◆ EJERCICIO PROPUESTO 1
Responda brevemente, a partir del borrador sobre historia de Cuba:
(a) ¿Qué lugar figura junto al nombre del autor en la firma?
(b) ¿Qué frase se atribuye al "Goya de los esperpentos"?
(c) ¿De quiénes era hijo Martí, según el borrador?

Borrador de tesis abicueril sobre historia de Cuba
Por Jorge A. Pomar, Colonia
[Para Ibis. Gracias por la inspiración colegial.]
Justamente el propósito fundacional de este blog abicueril sigue siendo la incitación al debate a rajatabla a partir de textos con enfoques heterodoxos, intuitivos, comprehensivos, intencionalmente provocadores. Porque, más que la concordia y los sucesos aislados, me encantan la polémica y la contextualización asociativa. Huelga aclarar que, aunque me apasiona el género --y creo haber asimilado con provecho a casi todos los clásicos criollos, plus unos cuantos extranjeros de fuste--, no pretendo dármelas de historiador profesional, oficio que cuadra mal con mi temperamento sanguíneo. Entre otras, por al menos tres razones:
(1) La indispensable pero, para Menda y su Alter Ego en particular, harto tediosa labor de buscar e indagar en polvorientos archivos es sólo la primera fase ajena de la ineludible división del trabajo en un campo inabarcable que debería ser del máximo interés público pero no lo fue, no lo es ni jamás lo será. Ni en la Isla de la discordia cordial entre gobierno y oposición, ni en ningún país del mundo habitable. Por suerte o desgracia. Pues, si bien por un lado semejante desconocimiento colectivo del pasado condena a la polis en cuestión a chocar dos o más veces con la misma piedra, por el otro no es menos cierto que, frente a la irresistible tentación de los aún más catastróficos experimentos de ingeniería social, garantiza el factor vital de la espontaneidad y la renovación generacional en los cambiantes, polivalentes avatares humanos.
Lo sabía por agridulce experiencia propia el Goya de los esperpentos: "Los sueños de la razón producen monstruos". Especialmente los de cualquier utopía revolucionaria. Ejemplo de pasarela en el patio de tales monstruosidades goyescas es la alucinante misión histórica continental asignada a las generaciones futuras por el Apóstol en su alegórica carta testamento. De cuyos mandamientos escatológicos se infiere que Martí, hijo de peninsulares leales a la Corona, condena explícitamente a sus hedonistas pero crédulos coterráneos, por un lado, a trucidar españoles en masa y, por el otro, a no ser felices mientras exista el Imperio. Destino manifiesto de sesgo megalomaníaco cuyo correlato sistémico para un país tan enano y bretero había de ser, salvo objeción divina, el comunismo de guerra a título perpetuo. Por fuerza, lógica, arrogancia y superchería historiográfica...
Broma macabra con la que, profundamente español en su fuero interno, el Poeta Nacional intenta la cuadratura sanguinaria, fratricida, de un círculo anglófobo iberoamericano que igual podía cuadrarse de manera incruenta siguiendo el trazado apacible del compás autonomista. La gran paradoja es que hoy cuando, a diferencia de los ingentes esfuerzos reformistas hechos contra reloj por un Madrid presa de la angustia geopolítica, es obvio de toda obviedad que la Gerontocracia Biránica no nos está tendiendo nada parecido a un ramo de olivo, el grueso obsecuente de la oposición martiana se desvive por el diálogo con sordo y la paz de los sepulcros a ultranza.

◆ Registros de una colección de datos
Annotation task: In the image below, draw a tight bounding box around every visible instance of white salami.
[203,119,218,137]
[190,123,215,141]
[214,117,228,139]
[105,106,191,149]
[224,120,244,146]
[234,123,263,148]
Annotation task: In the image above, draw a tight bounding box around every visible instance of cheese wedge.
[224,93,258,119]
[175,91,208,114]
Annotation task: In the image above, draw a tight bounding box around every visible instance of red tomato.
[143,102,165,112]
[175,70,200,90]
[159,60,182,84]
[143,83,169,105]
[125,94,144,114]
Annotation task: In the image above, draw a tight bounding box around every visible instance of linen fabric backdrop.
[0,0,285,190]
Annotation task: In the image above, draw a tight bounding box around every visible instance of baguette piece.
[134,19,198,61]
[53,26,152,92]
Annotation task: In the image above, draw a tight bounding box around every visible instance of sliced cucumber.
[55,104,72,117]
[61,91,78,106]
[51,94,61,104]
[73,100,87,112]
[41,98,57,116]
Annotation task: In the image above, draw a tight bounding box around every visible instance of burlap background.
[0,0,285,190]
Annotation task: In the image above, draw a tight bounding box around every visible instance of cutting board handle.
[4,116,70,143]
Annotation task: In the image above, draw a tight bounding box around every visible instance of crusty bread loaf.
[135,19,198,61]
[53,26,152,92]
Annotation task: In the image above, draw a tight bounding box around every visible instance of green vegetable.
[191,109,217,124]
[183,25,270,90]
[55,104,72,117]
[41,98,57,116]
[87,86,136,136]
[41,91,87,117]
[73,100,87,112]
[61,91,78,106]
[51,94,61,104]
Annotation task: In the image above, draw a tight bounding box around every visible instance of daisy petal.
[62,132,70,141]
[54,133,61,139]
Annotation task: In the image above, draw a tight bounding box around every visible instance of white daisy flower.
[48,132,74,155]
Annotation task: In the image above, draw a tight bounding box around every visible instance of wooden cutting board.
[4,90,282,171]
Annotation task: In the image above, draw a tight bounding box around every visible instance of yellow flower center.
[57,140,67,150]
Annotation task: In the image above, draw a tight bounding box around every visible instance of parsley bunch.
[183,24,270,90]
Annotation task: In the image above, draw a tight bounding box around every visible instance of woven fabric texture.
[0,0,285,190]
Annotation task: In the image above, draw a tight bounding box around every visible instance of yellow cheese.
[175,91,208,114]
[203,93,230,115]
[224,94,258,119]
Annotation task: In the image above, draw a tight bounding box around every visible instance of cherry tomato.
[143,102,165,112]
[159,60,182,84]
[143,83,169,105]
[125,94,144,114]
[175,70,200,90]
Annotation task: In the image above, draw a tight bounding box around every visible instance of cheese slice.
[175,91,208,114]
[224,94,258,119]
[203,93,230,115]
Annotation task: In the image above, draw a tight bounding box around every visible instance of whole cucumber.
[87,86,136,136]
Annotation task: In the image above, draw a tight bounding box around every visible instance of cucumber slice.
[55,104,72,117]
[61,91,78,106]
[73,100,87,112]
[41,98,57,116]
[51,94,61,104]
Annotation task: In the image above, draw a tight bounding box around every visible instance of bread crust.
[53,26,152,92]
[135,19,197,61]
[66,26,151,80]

◆ EJERCICIO PROPUESTO 2
Recopile cada línea de los registros en la que aparezca la palabra "yellow".

◆ RESPUESTA ESPERADA 1
(a) Colonia.
(b) "Los sueños de la razón producen monstruos".
(c) De peninsulares leales a la Corona.

◆ RESPUESTA ESPERADA 2
Annotation task: In the image above, draw a tight bounding box around every visible instance of yellow flower center.
Annotation task: In the image above, draw a tight bounding box around every visible instance of yellow cheese.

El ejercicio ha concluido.